What the task requires. Lines before the one containing "of the recessed" are left out; return that line and every line after it exactly, through the end of the data below.
───── Record excerpts ─────
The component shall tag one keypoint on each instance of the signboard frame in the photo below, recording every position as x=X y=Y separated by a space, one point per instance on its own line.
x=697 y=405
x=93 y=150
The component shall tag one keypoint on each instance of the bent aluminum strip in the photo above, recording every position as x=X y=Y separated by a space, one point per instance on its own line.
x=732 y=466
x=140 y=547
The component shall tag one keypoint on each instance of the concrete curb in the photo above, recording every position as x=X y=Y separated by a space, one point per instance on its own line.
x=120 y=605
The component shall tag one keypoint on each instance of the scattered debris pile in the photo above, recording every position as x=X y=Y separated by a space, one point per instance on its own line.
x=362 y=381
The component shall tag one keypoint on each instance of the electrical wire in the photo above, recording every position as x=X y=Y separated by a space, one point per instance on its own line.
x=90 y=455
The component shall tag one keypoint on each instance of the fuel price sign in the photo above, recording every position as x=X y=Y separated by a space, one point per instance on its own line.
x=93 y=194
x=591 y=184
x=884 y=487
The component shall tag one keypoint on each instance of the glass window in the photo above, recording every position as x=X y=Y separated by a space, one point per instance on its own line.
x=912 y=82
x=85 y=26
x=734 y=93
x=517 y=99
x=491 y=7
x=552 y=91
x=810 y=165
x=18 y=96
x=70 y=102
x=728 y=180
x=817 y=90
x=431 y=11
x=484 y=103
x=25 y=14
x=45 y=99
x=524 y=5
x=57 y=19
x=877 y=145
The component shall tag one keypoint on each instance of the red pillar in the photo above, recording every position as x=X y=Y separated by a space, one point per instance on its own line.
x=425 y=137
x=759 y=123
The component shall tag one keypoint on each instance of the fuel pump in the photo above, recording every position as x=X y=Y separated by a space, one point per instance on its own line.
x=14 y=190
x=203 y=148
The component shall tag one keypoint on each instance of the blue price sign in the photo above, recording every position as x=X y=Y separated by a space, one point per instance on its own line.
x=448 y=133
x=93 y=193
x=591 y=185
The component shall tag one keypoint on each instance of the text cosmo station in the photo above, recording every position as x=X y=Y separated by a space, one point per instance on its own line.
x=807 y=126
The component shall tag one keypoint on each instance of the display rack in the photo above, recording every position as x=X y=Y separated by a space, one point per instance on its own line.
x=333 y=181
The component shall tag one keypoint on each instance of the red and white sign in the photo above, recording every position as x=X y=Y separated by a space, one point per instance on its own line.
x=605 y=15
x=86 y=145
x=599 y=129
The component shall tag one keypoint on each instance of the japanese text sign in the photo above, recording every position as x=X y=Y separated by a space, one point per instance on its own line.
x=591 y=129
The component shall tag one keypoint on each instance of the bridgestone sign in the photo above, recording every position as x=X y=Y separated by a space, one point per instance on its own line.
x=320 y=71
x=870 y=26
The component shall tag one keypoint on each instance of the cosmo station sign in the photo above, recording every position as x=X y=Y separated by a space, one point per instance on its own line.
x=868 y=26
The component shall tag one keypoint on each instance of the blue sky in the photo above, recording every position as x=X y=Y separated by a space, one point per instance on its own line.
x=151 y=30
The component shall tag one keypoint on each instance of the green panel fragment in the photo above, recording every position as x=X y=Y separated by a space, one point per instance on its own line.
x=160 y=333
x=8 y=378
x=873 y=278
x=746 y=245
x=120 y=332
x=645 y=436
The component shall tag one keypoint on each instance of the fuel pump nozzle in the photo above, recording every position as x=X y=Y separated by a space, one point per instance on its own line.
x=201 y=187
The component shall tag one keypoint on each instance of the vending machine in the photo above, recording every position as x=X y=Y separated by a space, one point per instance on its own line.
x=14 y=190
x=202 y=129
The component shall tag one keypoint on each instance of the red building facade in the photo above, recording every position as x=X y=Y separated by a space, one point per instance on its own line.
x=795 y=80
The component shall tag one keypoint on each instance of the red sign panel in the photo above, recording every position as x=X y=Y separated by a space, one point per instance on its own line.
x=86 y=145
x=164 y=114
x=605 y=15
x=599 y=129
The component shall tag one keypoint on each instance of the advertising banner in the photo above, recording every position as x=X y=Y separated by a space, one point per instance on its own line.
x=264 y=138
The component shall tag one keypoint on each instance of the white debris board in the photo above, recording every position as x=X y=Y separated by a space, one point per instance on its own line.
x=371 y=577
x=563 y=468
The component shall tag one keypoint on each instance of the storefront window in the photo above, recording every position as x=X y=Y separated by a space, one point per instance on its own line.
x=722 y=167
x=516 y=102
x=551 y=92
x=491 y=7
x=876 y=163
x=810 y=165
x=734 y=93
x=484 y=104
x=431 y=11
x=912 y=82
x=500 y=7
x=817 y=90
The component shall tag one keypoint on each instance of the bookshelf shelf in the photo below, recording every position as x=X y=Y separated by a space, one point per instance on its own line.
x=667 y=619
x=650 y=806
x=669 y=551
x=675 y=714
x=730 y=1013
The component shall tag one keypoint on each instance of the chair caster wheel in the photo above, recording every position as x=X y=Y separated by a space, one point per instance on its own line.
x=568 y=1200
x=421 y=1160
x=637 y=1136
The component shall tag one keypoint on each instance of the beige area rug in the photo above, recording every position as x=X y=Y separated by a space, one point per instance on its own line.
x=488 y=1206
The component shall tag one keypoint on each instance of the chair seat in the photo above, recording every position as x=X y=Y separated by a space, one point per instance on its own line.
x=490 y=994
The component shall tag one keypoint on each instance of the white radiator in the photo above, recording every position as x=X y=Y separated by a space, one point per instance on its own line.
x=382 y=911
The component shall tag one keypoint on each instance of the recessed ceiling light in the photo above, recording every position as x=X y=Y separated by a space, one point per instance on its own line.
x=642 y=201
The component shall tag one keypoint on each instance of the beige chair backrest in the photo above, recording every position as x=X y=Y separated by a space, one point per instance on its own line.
─────
Answer.
The component shall tag one keypoint on each instance of the recessed ceiling light in the photo above, recording every position as x=X y=Y separated by a space, one point per instance on its own line.
x=642 y=201
The component shall tag one keypoint on each instance of the beige chair backrest in the photo above, recording every position as x=X y=Y separated by a space, one point per instance on its own line.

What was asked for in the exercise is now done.